AIM - How many lines in the material below contain the string "spot", counting only matches with the same uppercase and lowercase letters? Reply with the number alone.

RECORDED DATA -
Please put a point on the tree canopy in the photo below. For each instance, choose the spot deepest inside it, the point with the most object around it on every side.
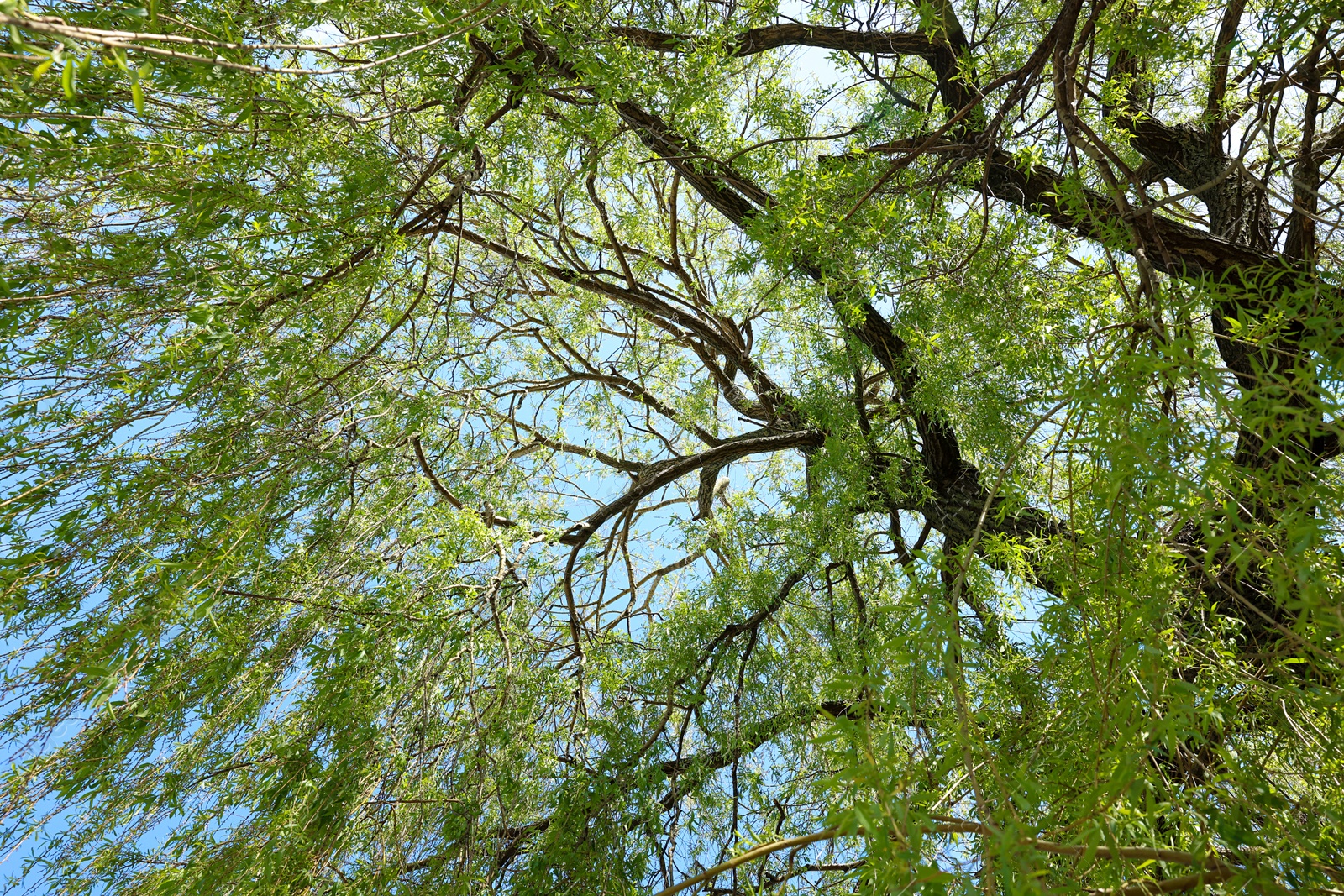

* * *

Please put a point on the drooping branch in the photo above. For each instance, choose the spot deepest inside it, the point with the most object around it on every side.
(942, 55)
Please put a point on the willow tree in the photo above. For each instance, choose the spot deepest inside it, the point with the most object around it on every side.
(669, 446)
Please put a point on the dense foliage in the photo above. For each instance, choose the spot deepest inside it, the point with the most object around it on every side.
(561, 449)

* * *

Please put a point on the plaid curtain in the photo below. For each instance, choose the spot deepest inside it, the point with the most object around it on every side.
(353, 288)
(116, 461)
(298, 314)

FINAL RESULT - 5